There is robust evidence for an association between reduced HRV and psychopathology (4). In a meta-analytic comparison of both short and long term indices of resting HRV in a wider range of psychiatric disorders (i.e., mood, anxiety-related, psychotic, and substance dependence disorders) Alvares et al. (5) concluded that HRV was reduced in all patient groups compared to controls. Relatively few HRV studies exist in the field of personality disorders (PD), and most of the existing studies have concentrated on borderline PD. A meta-analytic comparison of resting HRV in individuals with borderline PD and healthy controls included five small studies whereof only two reported statistically significant differences in HRV (6). Combining these studies in the meta-analysis yielded a moderate effect size that was comparable to the findings in other psychiatric disorders (5, 6).

The traditional diagnostic systems for personality disorders have been criticized for lacking validity and reliability due to several reasons such as arbitrary diagnostic thresholds and high comorbidity rates (7, 8). A more fruitful way to move forward might be to focus on dimensions of core aspects of personality pathology, like self-regulation problems and interpersonal difficulties (9). Currently, the most well-known dimensional model is the DSM-5 Alternative Model for Personality Disorders (AMPD, (10)). In this model, dimensional aspects of personality pathology are captured by two criteria; A and B. The A criterion, or Levels Personality Functioning Scale (LPFS), aims at assessing a general severity of personality pathology conceptualized as two major components: problems in self- and interpersonal functioning. These components are specified by four areas of impairment (i.e., Identity, Self-direction, Empathy, and Intimacy), which can be assessed by the Structured Clinical Interview for the DSM-5 Alternative Model of Personality Disorders module I [SCID-5-AMPD-I; (11)]. The LPFS offers a novel approach to diagnosing personality disorders by evaluating these aspects on a severity continuum, ranging from little or no impairment of personality functioning (i.e., healthy, adaptive functioning; Level 0), to some (Level 1), moderate (Level 2), severe (Level 3), and extreme impairment of personality functioning (Level 4). Averaging these scores gives a global severity score of personality pathology, which can be used in clinical decision making or in research. The B criterion of the AMPD includes 25 pathological personality traits, organized within five higher order domains (negative affectivity, detachment, antagonism, disinhibition, and psychoticism).

The inclusion of the LPFS in the DSM-5 has given an impetus to research on the assessment of personality functioning (12), and it is to be expected that psychophysiological research will follow. According to the AMPD, emotional regulation, self-esteem regulation, and other self-regulatory capacities are closely related to interpersonal functioning, like the capacity to understand others' intentions and emotions, and the capacity to engage in close relationships. Thus, regulatory capacities are central in the conceptualization of personality functioning, which points toward HRV as an obvious candidate to study the association between personality functioning and psychophysiology (2).

** PROBLEMS TO WORK ON **
**1)** Answer these questions from the passage on heart rate variability and personality pathology.
(a) According to Alvares et al., how did HRV in the patient groups compare with that of controls?
(b) Which four areas of impairment specify the components of the LPFS?
(c) How many pathological personality traits does the B criterion of the AMPD include, and into how many higher order domains are they organized?
**2)** Decide whether each statement agrees with the passage on heart rate variability and personality pathology. Answer yes or no, quoting the words from the passage that decide it.
(a) Most existing HRV studies of personality disorders have concentrated on borderline PD.
(b) All five studies in the borderline PD meta-analysis reported statistically significant differences in HRV.
(c) On the LPFS, Level 4 stands for little or no impairment of personality functioning.
**3)** Continue the passage on heart rate variability and personality pathology from the point where it ends.

** SUPPLIED INFORMATION **

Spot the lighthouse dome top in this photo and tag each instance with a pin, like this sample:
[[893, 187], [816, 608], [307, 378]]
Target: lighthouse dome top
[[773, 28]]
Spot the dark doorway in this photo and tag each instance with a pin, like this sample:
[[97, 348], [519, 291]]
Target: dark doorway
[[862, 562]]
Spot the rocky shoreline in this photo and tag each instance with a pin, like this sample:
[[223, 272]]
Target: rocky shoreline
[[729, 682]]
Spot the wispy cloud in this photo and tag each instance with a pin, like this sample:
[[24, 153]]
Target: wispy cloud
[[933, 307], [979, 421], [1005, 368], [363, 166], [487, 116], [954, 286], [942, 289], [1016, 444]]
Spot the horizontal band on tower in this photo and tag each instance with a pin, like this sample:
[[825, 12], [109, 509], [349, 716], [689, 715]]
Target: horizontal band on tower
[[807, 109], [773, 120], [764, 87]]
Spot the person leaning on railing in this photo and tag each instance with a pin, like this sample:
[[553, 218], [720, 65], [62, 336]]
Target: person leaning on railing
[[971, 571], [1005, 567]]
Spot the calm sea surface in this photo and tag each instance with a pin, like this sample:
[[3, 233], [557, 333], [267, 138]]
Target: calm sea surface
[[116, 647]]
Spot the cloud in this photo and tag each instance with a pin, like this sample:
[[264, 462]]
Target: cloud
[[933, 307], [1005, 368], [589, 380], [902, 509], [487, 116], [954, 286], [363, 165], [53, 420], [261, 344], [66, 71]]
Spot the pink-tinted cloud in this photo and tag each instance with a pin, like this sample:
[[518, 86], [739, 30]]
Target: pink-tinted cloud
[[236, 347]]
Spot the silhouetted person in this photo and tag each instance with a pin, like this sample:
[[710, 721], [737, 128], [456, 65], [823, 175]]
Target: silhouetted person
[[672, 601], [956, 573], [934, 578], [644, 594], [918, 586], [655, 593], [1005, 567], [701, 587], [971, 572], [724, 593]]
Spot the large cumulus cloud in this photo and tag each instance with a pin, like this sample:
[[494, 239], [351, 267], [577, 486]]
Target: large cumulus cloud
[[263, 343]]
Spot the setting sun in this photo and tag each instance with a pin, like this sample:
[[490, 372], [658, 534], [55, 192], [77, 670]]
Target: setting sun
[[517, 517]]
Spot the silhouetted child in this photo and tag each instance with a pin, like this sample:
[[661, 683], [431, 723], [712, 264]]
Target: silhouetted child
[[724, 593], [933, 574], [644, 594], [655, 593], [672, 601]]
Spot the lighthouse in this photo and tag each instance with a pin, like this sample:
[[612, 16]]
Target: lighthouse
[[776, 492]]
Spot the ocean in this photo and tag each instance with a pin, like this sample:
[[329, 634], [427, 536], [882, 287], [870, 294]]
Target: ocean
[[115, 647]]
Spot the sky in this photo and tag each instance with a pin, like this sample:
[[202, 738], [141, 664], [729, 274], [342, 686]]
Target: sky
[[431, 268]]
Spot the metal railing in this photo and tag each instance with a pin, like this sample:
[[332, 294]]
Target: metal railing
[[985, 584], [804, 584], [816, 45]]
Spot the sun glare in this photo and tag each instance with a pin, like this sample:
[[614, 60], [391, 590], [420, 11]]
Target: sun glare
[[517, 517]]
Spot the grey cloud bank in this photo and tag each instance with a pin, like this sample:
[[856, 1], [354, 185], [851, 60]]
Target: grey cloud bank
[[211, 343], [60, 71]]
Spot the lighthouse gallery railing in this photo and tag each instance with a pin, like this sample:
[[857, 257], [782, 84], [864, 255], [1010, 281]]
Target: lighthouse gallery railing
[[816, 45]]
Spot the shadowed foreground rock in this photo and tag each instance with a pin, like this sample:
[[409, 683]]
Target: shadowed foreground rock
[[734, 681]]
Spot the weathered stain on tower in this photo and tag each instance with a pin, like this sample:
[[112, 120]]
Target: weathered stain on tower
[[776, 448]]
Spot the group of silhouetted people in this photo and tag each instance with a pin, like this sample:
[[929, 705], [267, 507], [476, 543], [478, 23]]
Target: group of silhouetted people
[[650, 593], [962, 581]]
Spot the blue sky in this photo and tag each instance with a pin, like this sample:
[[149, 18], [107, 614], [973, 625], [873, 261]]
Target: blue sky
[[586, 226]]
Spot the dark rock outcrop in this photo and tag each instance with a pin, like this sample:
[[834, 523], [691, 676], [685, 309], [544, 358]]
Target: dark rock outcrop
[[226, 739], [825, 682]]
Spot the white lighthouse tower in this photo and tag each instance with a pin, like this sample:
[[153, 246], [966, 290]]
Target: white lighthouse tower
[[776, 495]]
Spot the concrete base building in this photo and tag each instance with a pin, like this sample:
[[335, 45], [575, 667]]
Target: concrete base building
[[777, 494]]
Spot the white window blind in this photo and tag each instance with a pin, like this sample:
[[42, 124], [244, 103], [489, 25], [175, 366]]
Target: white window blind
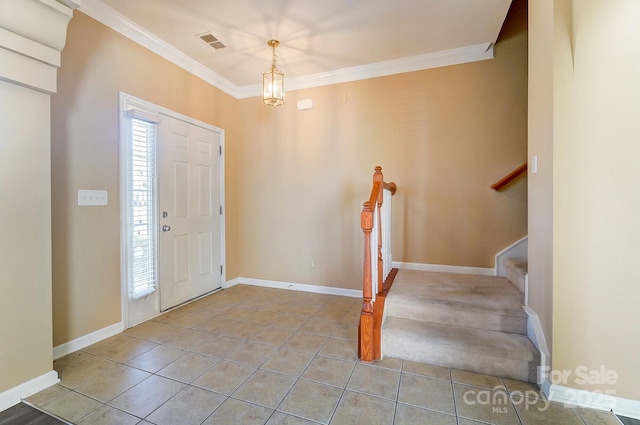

** ANSWERS BY ITEM NUMBER **
**1)**
(a) HRV was reduced in all patient groups compared to controls.
(b) Identity, Self-direction, Empathy, and Intimacy.
(c) It includes 25 pathological personality traits, organized within five higher order domains.

**2)**
(a) Yes: "most of the existing studies have concentrated on borderline PD."
(b) No: "five small studies whereof only two reported statistically significant differences in HRV"
(c) No: "extreme impairment of personality functioning (Level 4)"

**3)**
To the best of our knowledge, the test-retest reliability of HRV has only been investigated in healthy subjects and non-psychiatric clinical populations such as patients with chronic heart failure (13). Consequently, there is a lack of knowledge concerning the temporal stability of HRV in psychiatric populations. Test-retest reliability refers to the temporal stability of an instrument measured over repeated occasions conducted under identical conditions (14). Intraclass correlation coefficient (ICC) is a commonly used statistic to express test-retest reliability. Coefficients above 0.5 are generally considered as moderate test-retest reliability and coefficients above 0.8 as good reliability (14). A systematic review of short-term HRV test-retest reliability studies concluded that HRV assessed during rest had moderate test-retest reliability in healthy adults (13). The highest ICCs ranged between 0.84 and 0.90 for time domain measures and between 0.67 and 0.96 for frequency domain measures (13). Later studies have reported comparable findings (1518).

Using structural equation modeling and latent state-trait theory, Bertsch et al. (15) quantified the relative proportions of variance in HRV explained by trait and non-trait factors in repeated HRV assessments. As little as 52% of the variance in a single HRV assessment was explained by trait, but this proportion increased to 66% and 75% when aggregating two and three HRV assessments, respectively (15). Non-trait influences consist of situational factors and measurement error. Situational factors refer to variance in HRV that is not explained by stable transsituational factors (i.e., trait), thus comprising state factors. These state influences on HRV arise in part from how the individual interacts with the test situation which may be referred to as person-situation interactions. Guidelines for standardizing and conducting ECG-recordings have been recommended to reduce unsystematic measurement variance in HRV, such as allowing the participants to acclimatize to the testing environment prior to initiating the ECG recordings [e.g., (19)]. However, as individuals differ in their perception and appraisal of a given situation, there will be individual differences in the extent to which the testing situation could impact each participant. In other words, it is not possible to standardize how each individual interacts with the measurement context. Varying proportions of state variance relative to trait variance across repeated HRV assessments can potentially reduce the test-retest reliability of HRV because only variance explained by trait should be consistent across repeated measurements. As such, person-situation interactions might have implications for the test-retest reliability of HRV. Furthermore, person-situation interactions could be especially relevant in the context of personality disorders where emotional dysregulation is a central feature.

The main aim of this study was to examine the association between trait HRV and level of personality functioning as assessed by the SCID-5-AMPD-I (11) in a heterogeneous clinical sample of non-psychotic patients, most of whom had a personality disorder. We hypothesized that participants with greater impairment of personality functioning would exhibit lower trait HRV. Since knowledge about the test-retest reliability of HRV is a prerequisite for an adequate interpretation of the results, our secondary aim was to investigate the test-retest reliability of HRV in our sample.



Thirty-two participants (23 females) with an age range of 21–41 (mean age = 27) were recruited from psychiatric outpatient departments at Oslo University Hospital and the Hospital in Vestfold, Norway. Most participants (n = 25) were recruited from specialized PD treatment units at the Norwegian Network for Personality Disorders (20). Diagnostic exclusion criteria were autism spectrum disorder (ASD) and other pervasive developmental disorders, schizophrenia spectrum disorder, sequelae after brain injury, severe ongoing substance abuse, and intellectual disability. Exclusion criteria for participation in the HRV study were use of beta-blockers and extreme workout (defined as 6–7 days a week). One participant was excluded for having ASD, diagnosed after inclusion in the study, leaving 31 subjects eligible for the study.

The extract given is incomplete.